__DIRECTION__. Retype the listing word for word, starting with the line that contains "Report one point per instance of the metal" and continuing through the last line of the listing.

__INPUT FOR THIS TASK__.
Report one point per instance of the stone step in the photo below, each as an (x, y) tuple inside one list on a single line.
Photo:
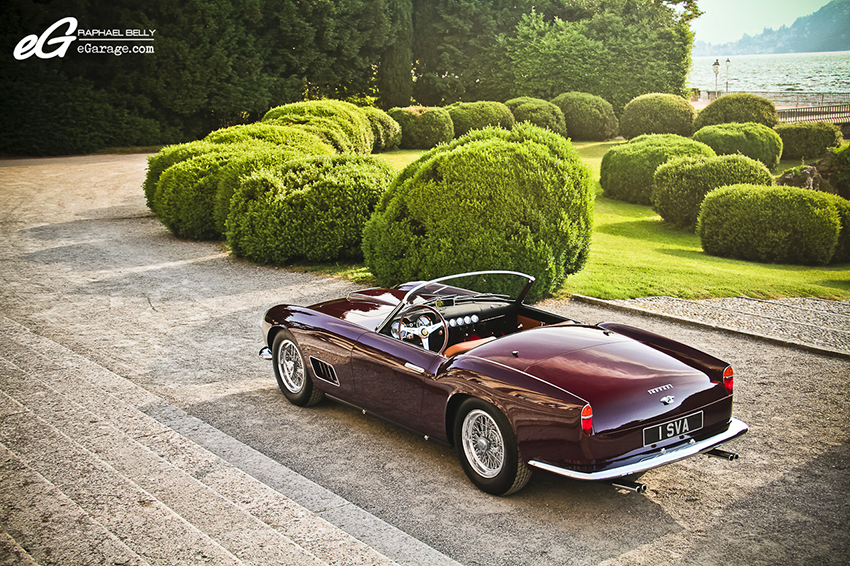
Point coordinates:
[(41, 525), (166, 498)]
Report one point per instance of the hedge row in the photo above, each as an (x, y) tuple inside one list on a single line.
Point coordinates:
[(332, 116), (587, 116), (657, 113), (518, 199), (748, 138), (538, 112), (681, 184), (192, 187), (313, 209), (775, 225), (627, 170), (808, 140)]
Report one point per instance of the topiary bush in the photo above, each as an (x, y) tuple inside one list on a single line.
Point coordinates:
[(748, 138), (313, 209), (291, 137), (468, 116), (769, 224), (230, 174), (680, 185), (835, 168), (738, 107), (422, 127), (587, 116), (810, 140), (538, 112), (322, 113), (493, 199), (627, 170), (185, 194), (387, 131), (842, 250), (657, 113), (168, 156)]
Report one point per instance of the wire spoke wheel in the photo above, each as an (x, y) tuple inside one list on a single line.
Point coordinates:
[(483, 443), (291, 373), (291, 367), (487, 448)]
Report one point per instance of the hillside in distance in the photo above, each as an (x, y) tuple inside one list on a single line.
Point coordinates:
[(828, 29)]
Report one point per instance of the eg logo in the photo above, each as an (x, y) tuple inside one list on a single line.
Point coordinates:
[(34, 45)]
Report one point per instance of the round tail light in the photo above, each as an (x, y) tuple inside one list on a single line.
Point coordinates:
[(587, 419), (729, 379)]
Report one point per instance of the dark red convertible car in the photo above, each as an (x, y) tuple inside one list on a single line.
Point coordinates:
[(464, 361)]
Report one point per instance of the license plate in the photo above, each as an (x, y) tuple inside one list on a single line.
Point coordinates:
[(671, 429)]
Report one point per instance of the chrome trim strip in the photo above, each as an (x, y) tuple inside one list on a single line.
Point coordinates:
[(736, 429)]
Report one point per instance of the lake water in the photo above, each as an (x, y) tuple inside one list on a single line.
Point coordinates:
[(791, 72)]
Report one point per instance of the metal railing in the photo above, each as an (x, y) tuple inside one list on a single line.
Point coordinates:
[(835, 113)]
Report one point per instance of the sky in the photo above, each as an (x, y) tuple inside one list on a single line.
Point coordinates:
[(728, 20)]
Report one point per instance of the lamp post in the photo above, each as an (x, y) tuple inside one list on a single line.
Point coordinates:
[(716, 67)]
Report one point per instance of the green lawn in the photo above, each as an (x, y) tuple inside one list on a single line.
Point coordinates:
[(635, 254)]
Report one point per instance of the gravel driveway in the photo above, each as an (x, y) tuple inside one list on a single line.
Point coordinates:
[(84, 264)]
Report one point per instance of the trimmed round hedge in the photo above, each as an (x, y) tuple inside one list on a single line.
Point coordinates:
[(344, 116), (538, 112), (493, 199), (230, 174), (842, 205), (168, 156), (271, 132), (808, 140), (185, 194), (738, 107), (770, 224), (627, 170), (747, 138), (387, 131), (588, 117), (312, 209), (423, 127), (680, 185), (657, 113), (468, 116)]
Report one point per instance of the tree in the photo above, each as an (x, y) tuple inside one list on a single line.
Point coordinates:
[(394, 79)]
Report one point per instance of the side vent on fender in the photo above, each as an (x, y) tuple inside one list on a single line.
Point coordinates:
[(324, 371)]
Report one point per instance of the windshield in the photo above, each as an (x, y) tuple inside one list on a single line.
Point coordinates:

__RESPONSE TO THE EXERCISE__.
Report one point per instance of the metal railing in the photo above, each as an (x, y) tuple inside one list on a single line.
Point coordinates:
[(835, 113)]
Report one point per instance of the sky in the photo above, each as an (x, y) tuple inside one list on a single line.
Point coordinates:
[(728, 20)]
Report one point per instance of the lamp post in the photo above, each as an (x, y) tuple inside one list on a single line.
Point coordinates:
[(716, 67)]
Report one point per instance of the green lawn in the photo above, each as an (x, y) tuple inside one list on a single line.
Point coordinates:
[(635, 254)]
Report one point per instance of the gravel driveway in the photo above, each as an (x, y) tuple inside one list on a single line.
Point coordinates:
[(84, 264)]
Report one point per instance of the trimmed round hedge in the photo above, each as an (x, y) tuple inside one list on a single line.
Point coordinates:
[(344, 116), (538, 112), (493, 199), (230, 174), (842, 205), (168, 156), (271, 132), (808, 140), (185, 194), (738, 107), (770, 224), (627, 170), (747, 138), (387, 131), (588, 117), (312, 209), (423, 127), (680, 185), (657, 113), (468, 116)]
Report one point per instance of the tree in the photo above, each as an (x, y) tuple inside one list on a single line.
Point coordinates:
[(394, 79)]
Report one point per instance of the side vent on fender in the photo above, each as an (x, y) tuple inside one list on a single line.
Point coordinates:
[(324, 371)]
Report one point per instance of the windshield in the photo above, each as an (x, y) tuple inside one list on a single line.
Point coordinates:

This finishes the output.